• **Passage given**
————

# Chaper 20: Alpha Zero: The Coin Game Version

In 2017, the DeepMind team published an improved version of AlphaGo, which they dubbed AlphaGo Zero. In contrast to the previous version of AlphaGo that beat the World Go Champion Lee Sedol in 2016, AlphaGo Zero was trained soley on deep reinforcement learning. The algorithm didn't use any human input or domain knowledge other than game rules. AlphaGo Zero was trained through self-play from scratch. This has huge implications for AI: to tackle the world's most complicated problems, human input and domain knowledge are limited in many cases. How can AI provide powrful solutions in such scenarios is challenging. AlphaGo Zero's success, however, gives us hope. 

In the next three chapters, you'll learn how to play simple games such as the coing game without any training data or human input other than game rules. We'll start from scratch and use only self-play to train the models. You'll see that intelligent game strategies can be created this way. 

In this chapter, you'll learn to train a perfect game strategy to play the coin game through self-play only. Specifically, we'll create an actor-critic (AC) deep reinforcement model as we did in previous chapters. However, we'll not use ruled-based AI players to train the model. Instead, we'll let the policy network in the AC model to guide the players to select moves. At the same time, we'll create an AC agent to act as the opponent in the training process, hence the term "self-play". After just a few thousand games, the AC model is able to guide players to make perfect moves. In particular, the trained model will win the game 100% of the time if it moves second, even against the perfect rule-based AI player that we built in Chapter 1. 

***
$\mathbf{\text{Create a subfolder for files in Chapter 21}}$<br>
***
We'll put all files in Chapter 21 in a subfolder /files/ch21. Run the code in the cell below to create the subfolder.

***

In [1]:
import os

os.makedirs("files/ch21", exist_ok=True)

# 1. An Overview of the Training Process
In this section, we'll first summarize the steps to train the Alpha Zero agent for the coin game from scratch without any data or human input. We'll then lay out the deep reinforcement learning model we use for this purpose.

## 1.1. Steps to Train An Alpha Zero Agent
We'll first create a deep reinforcement model for the coin game with the actor-critc method as we did in the last few chapters. As usual, the model has a policy network and a value network. 

Once we have a model, we'll train player 1 and player 2 in the coin game. In the first ten games, we'll let Player 1 selects moves based on the recommendations from the policy network from the deep reinforcement model we just created. Player 1 plays against the model itself, hence the name self-play. We collect information from the first ten games such as the natural logarithms of the predicted probabilities, discounted rewards, and the expected game outcome from the value network to update model paramaters (i.e., train the model). In the second ten games, we'll let Player 2 selects moves based on recommendations from the same policy network in the model to play against the model itself. We'll also collect information such as the natural logarithms of the predicted probabilities, discounted rewards, and the expected game outcome from the value network to update model paramaters (i.e., train the model). We'll alternate between training Player 1 and Player 2 after every ten games.

————

• **Collected data**

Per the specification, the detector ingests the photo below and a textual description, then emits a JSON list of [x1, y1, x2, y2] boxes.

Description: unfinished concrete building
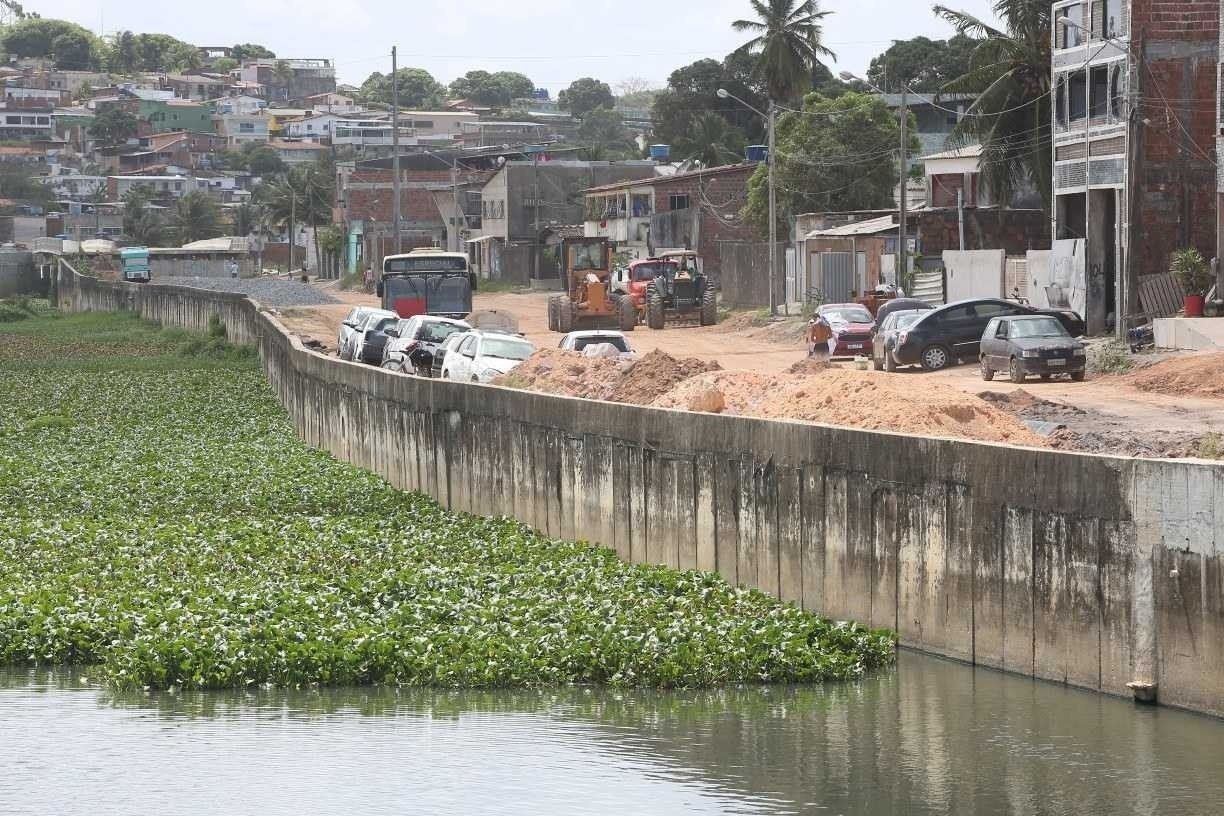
[[1051, 0, 1224, 334]]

————

• **Written request A**
In the Alpha Zero coin game chapter, how often will the trained model win when it moves second?
• **Written request B**
Please retype the part of the Alpha Zero coin game chapter from "## 1.1. Steps" up to and including "a value network.", character for character.

• **Final result A**
It will win 100% of the time, even against the perfect rule-based AI player.

• **Final result B**
## 1.1. Steps to Train An Alpha Zero Agent
We'll first create a deep reinforcement model for the coin game with the actor-critc method as we did in the last few chapters. As usual, the model has a policy network and a value network.